> _WHAT YOU SHOULD DO_
From the records below, output exactly the lines running from the line containing "x=718, y=292" through the line containing "x=79, y=218", and no others.

> _DATA TO USE_
○ ○ ○ ○ ○
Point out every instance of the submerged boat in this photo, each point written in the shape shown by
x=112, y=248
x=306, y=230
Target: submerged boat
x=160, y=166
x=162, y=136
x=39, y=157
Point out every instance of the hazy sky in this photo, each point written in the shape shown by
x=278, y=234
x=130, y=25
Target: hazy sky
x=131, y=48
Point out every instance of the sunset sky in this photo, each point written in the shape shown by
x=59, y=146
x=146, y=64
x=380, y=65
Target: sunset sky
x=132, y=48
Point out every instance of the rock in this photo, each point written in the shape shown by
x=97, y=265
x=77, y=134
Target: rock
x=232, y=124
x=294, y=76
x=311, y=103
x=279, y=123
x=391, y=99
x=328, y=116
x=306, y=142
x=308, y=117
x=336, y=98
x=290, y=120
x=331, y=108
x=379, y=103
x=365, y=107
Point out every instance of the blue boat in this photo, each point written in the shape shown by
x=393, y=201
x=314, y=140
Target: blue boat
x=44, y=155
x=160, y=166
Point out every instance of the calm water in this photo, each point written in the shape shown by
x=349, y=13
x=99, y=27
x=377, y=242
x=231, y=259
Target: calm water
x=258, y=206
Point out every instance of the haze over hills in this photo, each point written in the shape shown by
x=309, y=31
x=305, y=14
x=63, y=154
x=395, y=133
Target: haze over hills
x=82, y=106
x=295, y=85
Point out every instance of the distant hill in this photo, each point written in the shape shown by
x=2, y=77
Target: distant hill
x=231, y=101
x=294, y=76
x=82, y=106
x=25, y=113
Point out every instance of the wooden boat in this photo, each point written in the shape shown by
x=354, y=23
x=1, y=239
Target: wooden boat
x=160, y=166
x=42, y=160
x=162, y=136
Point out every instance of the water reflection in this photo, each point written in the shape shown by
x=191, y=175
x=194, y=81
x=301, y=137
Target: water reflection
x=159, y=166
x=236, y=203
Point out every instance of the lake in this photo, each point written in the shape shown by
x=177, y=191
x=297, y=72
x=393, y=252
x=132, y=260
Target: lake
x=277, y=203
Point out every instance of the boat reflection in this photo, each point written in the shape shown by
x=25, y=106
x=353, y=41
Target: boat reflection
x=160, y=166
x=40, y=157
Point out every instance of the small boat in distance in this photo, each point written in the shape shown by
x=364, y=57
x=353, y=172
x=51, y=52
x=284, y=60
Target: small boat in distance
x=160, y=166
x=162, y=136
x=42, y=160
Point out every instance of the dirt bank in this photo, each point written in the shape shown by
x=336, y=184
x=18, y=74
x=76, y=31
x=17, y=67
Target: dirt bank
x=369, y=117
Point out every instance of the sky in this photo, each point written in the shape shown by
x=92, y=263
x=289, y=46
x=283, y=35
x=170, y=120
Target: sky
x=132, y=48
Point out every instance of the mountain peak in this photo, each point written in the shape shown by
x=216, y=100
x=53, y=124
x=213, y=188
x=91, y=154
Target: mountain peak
○ ○ ○ ○ ○
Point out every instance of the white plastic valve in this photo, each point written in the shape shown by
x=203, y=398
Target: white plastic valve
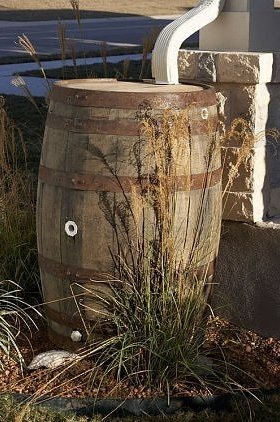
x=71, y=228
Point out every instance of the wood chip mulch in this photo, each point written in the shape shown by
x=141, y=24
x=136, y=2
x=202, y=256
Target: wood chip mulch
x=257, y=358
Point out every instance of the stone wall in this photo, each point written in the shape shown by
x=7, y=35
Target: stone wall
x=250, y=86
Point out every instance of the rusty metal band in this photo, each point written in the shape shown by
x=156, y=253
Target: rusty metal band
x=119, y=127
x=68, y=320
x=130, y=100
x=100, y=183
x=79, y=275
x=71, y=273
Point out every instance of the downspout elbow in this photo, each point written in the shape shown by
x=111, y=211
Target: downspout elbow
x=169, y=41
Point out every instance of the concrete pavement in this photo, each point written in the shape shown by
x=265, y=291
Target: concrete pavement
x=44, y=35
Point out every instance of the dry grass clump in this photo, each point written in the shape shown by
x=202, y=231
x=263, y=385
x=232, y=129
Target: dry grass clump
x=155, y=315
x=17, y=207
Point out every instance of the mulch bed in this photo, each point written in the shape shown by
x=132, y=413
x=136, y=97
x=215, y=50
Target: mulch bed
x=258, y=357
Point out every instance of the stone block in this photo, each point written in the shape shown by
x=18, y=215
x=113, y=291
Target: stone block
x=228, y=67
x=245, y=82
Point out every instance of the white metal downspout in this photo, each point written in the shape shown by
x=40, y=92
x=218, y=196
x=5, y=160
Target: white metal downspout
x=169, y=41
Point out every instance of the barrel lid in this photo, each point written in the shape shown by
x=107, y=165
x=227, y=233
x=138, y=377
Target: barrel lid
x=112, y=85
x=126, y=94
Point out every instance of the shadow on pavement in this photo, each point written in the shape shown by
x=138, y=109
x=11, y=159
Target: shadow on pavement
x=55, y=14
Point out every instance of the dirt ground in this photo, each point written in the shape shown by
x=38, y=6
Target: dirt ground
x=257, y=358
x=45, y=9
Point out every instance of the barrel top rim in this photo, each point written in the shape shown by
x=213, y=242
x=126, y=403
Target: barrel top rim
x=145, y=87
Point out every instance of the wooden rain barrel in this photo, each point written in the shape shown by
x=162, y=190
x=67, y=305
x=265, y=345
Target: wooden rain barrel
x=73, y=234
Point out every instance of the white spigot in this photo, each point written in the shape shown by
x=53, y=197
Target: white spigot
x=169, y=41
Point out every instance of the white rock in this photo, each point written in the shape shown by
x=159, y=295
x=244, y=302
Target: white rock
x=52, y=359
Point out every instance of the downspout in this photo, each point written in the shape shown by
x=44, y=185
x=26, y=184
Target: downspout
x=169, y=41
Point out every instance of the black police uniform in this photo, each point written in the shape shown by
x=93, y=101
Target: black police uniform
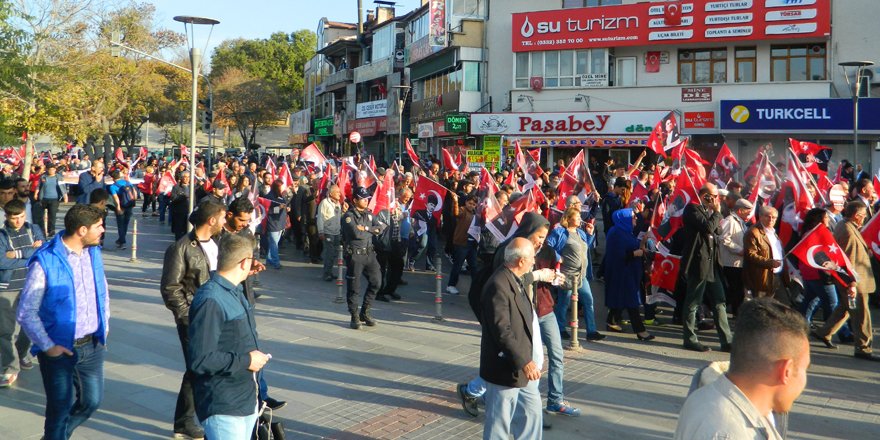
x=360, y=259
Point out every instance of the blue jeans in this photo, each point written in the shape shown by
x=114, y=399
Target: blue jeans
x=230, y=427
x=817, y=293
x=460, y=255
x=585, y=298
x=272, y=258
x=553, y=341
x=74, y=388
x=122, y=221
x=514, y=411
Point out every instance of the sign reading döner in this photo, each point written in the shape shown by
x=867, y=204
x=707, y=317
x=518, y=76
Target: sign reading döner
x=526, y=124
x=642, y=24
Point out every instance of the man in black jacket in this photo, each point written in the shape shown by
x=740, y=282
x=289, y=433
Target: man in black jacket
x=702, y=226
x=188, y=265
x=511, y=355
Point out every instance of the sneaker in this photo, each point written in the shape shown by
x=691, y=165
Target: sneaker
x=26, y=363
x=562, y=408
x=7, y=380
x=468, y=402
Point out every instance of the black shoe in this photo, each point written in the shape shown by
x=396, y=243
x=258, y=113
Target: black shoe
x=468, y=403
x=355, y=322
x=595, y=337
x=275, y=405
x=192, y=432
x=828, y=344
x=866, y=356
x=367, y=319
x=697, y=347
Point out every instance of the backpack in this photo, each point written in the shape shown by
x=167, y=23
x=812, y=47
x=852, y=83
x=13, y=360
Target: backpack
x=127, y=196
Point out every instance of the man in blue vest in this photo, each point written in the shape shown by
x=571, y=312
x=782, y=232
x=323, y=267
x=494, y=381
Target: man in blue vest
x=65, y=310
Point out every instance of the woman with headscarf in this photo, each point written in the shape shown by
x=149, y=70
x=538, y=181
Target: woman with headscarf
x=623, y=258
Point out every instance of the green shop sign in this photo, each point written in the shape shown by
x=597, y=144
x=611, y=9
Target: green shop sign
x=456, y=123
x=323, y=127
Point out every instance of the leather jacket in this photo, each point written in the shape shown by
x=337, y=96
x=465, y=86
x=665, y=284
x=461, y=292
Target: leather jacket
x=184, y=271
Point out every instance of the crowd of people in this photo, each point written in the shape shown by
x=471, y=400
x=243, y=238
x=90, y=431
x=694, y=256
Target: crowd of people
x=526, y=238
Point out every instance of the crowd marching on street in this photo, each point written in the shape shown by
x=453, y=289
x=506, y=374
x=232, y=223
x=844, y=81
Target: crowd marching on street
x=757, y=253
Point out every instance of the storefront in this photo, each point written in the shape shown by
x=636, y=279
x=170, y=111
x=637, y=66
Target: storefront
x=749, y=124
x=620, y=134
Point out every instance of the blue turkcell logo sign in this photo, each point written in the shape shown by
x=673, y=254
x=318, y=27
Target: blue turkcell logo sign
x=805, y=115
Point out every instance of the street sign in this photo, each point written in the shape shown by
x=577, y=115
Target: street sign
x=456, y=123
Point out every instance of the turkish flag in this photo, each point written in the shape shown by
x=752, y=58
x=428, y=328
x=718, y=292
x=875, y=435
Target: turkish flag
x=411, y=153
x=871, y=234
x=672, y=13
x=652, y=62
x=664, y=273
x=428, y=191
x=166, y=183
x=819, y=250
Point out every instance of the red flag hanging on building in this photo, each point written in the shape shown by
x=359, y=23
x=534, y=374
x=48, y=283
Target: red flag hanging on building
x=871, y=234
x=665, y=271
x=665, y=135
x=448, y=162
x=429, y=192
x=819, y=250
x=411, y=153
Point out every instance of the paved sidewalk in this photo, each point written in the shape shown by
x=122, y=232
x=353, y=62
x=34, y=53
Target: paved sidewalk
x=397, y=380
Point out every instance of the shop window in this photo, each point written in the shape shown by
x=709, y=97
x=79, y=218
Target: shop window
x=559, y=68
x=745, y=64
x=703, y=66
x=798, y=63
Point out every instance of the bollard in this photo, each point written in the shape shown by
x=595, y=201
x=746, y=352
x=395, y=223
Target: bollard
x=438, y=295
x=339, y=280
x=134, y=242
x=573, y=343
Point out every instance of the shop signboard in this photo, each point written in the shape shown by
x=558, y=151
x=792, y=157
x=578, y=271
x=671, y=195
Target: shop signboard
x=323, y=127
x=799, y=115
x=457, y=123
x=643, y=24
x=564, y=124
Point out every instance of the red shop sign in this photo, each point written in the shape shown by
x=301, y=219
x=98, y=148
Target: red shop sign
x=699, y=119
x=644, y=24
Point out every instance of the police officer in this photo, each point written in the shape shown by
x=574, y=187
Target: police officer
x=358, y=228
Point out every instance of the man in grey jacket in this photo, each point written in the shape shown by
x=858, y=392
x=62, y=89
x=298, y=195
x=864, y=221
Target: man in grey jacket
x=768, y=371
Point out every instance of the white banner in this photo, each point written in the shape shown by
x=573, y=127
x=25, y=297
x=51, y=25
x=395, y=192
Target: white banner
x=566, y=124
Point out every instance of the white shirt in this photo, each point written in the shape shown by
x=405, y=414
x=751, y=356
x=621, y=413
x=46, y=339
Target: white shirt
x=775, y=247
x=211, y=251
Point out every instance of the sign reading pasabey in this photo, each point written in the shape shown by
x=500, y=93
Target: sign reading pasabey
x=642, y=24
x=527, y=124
○ ○ ○ ○ ○
> _OUTPUT FOR THIS EXERCISE_
x=718, y=292
x=875, y=435
Target: turkish flag
x=411, y=153
x=871, y=234
x=672, y=13
x=652, y=62
x=664, y=273
x=428, y=191
x=166, y=183
x=819, y=250
Point out every instance of the red flag hanging on building in this photo, each point written in the shape shown by
x=359, y=23
x=534, y=374
x=48, y=283
Target: red flag hanging on building
x=871, y=234
x=665, y=271
x=665, y=135
x=448, y=162
x=429, y=192
x=819, y=250
x=411, y=153
Point out every instance of the paved sidewalk in this photo, each point written in the shape shown by
x=122, y=232
x=353, y=62
x=34, y=53
Target: paved sidewalk
x=397, y=380
Point out every instance of the shop window in this photo, each point written in the shape shown by
x=709, y=97
x=79, y=218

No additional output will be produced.